Task brief >> All of the data below should be written out again exactly.

Provided entries >>
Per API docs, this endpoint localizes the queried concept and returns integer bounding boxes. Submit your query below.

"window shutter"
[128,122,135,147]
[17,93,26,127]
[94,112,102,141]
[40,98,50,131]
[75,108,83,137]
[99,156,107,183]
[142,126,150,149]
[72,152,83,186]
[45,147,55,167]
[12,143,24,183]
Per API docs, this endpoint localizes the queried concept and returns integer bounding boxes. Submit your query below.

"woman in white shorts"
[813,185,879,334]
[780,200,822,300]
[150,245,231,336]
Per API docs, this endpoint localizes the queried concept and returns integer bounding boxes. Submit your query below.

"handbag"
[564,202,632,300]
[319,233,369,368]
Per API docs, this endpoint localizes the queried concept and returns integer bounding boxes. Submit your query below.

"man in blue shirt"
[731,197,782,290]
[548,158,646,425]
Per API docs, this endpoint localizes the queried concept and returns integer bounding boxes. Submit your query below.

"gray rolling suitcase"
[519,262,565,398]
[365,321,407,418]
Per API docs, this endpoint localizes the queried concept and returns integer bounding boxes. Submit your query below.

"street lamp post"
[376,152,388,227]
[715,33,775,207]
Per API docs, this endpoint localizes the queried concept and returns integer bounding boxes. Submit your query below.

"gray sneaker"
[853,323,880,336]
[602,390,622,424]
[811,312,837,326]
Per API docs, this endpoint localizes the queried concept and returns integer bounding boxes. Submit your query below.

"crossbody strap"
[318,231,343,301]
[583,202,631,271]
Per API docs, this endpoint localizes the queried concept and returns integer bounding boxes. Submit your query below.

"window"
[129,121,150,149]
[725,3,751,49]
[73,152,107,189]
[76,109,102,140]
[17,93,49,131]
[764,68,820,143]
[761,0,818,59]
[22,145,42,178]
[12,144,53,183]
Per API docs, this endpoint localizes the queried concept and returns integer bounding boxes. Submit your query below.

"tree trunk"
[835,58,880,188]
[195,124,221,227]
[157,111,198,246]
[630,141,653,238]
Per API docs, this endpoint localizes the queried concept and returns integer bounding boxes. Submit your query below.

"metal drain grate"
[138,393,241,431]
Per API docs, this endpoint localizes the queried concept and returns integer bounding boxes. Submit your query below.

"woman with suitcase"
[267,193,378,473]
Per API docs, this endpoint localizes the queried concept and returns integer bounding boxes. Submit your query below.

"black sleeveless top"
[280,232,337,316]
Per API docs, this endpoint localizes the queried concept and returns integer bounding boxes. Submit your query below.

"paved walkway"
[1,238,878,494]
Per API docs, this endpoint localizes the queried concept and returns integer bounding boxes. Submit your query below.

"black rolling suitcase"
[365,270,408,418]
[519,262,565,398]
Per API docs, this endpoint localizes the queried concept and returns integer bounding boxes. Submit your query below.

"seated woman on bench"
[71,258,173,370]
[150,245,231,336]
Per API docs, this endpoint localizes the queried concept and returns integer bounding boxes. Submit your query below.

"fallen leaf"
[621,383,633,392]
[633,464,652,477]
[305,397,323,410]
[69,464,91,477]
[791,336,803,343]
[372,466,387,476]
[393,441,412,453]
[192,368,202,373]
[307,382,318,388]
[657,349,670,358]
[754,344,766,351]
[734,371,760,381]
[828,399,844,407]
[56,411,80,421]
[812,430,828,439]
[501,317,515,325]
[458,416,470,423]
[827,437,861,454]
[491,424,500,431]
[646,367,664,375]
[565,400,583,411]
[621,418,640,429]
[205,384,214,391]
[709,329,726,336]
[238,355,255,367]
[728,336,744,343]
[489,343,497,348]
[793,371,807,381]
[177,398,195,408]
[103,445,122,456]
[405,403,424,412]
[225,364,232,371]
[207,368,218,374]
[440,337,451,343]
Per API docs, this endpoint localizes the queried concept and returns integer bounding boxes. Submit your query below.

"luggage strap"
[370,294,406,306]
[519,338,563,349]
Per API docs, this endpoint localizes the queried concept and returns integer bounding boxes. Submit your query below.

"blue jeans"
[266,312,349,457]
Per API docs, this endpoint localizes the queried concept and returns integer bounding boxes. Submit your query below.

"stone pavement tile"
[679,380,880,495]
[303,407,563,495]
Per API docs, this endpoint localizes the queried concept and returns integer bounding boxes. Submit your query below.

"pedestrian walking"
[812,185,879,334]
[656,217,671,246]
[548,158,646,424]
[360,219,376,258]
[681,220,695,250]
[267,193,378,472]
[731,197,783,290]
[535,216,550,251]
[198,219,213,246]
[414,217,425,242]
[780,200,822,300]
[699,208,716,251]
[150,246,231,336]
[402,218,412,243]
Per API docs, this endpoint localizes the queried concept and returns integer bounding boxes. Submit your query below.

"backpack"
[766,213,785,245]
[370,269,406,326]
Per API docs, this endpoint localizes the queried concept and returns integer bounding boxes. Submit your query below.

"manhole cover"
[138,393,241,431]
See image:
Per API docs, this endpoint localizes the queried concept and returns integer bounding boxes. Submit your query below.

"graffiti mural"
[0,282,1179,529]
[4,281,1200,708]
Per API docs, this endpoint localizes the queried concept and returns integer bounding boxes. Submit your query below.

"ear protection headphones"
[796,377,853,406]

Result of this exercise >>
Per API docs, this endpoint localizes the queried concept and returns integer bounding boxes. Submit your query below.

"window shutter"
[128,122,135,147]
[17,93,26,127]
[94,112,102,141]
[40,98,50,131]
[75,108,83,137]
[99,156,107,183]
[142,126,150,149]
[72,152,83,186]
[45,147,55,167]
[12,143,24,183]
Per API docs, this endpoint localizes the queried concept and returns integer bounding boxes. Submit your query below.

"woman in white shorts"
[813,185,879,334]
[780,200,822,300]
[150,245,231,336]
Per API docs, this endpoint localizes the queried concept and returns integer bounding boxes. Submit your query below.

"handbag"
[564,202,632,300]
[319,233,369,368]
Per API docs, this endpoint localizes the queried concept and returns integer bounding boxes. Submit your query below.

"man in blue shirt"
[731,197,782,290]
[548,158,646,425]
Per API docs, this endpoint localizes the queried concept and returns integer bounding boxes. Submit your query below.

"gray rolling suitcase"
[519,262,565,398]
[365,321,407,418]
Per API docs, this endpoint localizes the queried concept and returns integer bounding boxes. Submit your query below.

"street lamp post"
[376,152,388,227]
[715,33,775,207]
Per API docs, this endpoint localizes the queried concept and returns integer bounding boxes. Submit your query below.

"gray sneaker"
[853,323,880,336]
[602,390,622,424]
[811,312,837,326]
Per API docs, this endpoint localizes the queried concept and returns integer bounding boxes. Submit your query below.

"crossbody strap"
[318,231,343,301]
[583,202,631,271]
Per API docs, this endpoint localizes the queried concept and returns integer bounding boxes. Submit your query below.

"window"
[129,121,150,149]
[725,3,751,49]
[73,152,107,189]
[76,109,102,140]
[17,93,49,131]
[764,68,820,143]
[761,0,818,59]
[22,145,42,178]
[12,144,53,183]
Per API docs, this endpoint localizes the queried concept and returns integer bounding boxes. Submit your query below.

"tree trunk"
[835,58,880,188]
[195,124,221,227]
[157,111,198,246]
[630,141,653,238]
Per API docs, this endpoint localizes the queried concept and returns integer bounding boxes. Submit your query below.

"metal drain grate"
[138,393,241,431]
Per API docs, this endpoint localizes the queried concept and returns integer bounding boxes. Submit your query below.

"woman with suitcase"
[267,193,378,473]
Per API docs, this endpoint localizes the queried concept and returns integer bounding boxes. Submit your query below.

"black sleeveless top"
[280,232,337,316]
Per API docs, this endpoint localizes the queried concept and returns integer bounding boxes. Submit your query below.

"paved walkway"
[1,238,878,494]
Per API docs, this endpoint localizes the queried concept and returns integer bounding boxes. Submit your query below.

"black rolling suitcase"
[365,270,408,418]
[519,262,565,398]
Per API docs, this endpoint localizes the queried concept and returns integer bounding boxes. Submit your query below.

"seated woman on bench"
[71,258,173,370]
[150,245,231,336]
Per API docs, this endpoint localizes the queried concept and returns integer bounding boxes. Submit your query below.

"fallen leaf"
[621,383,633,392]
[633,464,652,477]
[305,397,323,410]
[69,464,91,477]
[791,336,803,343]
[372,466,387,476]
[393,441,412,453]
[192,368,202,373]
[307,382,318,388]
[657,349,670,358]
[754,344,766,351]
[734,371,760,381]
[828,399,844,407]
[56,411,80,421]
[812,430,828,439]
[501,317,515,325]
[458,416,470,423]
[827,437,861,454]
[491,424,500,431]
[646,367,664,375]
[565,400,583,411]
[621,418,640,429]
[205,384,214,391]
[709,329,726,336]
[238,355,255,367]
[728,336,744,343]
[489,343,497,348]
[793,371,807,381]
[177,398,195,408]
[103,445,122,456]
[405,403,424,412]
[225,364,232,371]
[207,368,218,374]
[440,337,451,343]
Per API docs, this endpoint localizes the queried concept and returns integer bounding boxes. Submit your query below.

"luggage strap"
[370,294,406,306]
[519,338,563,349]
Per API docs, this endpoint localizes the queried concept and returns integer bounding boxes. Submit your query below.

"blue jeans"
[266,312,349,457]
Per API docs, this endpoint localizes the queried concept and returns integer bounding boxes. Submit your query below.

"stone pavement tile"
[679,380,880,495]
[303,407,563,495]
Per API docs, this endpoint localizes the queried concept and returns integer bounding boxes. Submit your query below.

"pedestrian walking"
[812,185,879,334]
[656,217,671,246]
[548,158,646,424]
[360,219,376,258]
[681,220,695,250]
[267,193,378,472]
[731,197,783,290]
[535,216,550,251]
[198,219,213,246]
[414,217,425,242]
[780,200,822,300]
[699,208,716,251]
[150,246,231,336]
[402,218,412,243]
Per API docs, this endpoint localizes the queried concept and returns integer bounding boxes. Submit your query below.

"backpack"
[766,213,785,245]
[370,269,406,326]
Per API docs, this endpoint localizes the queried concept and returns integer bounding boxes. Submit your query below.

"manhole cover"
[138,393,241,431]
See image:
Per API docs, this endpoint localizes the queried concept and returns integer bounding boxes. Submit your query below.

"graffiti mural"
[0,282,1179,529]
[4,281,1200,708]
Per API docs, this endpoint localizes the queried concept and returns integer bounding boxes. Submit your query below.

"ear protection headphones"
[796,377,853,406]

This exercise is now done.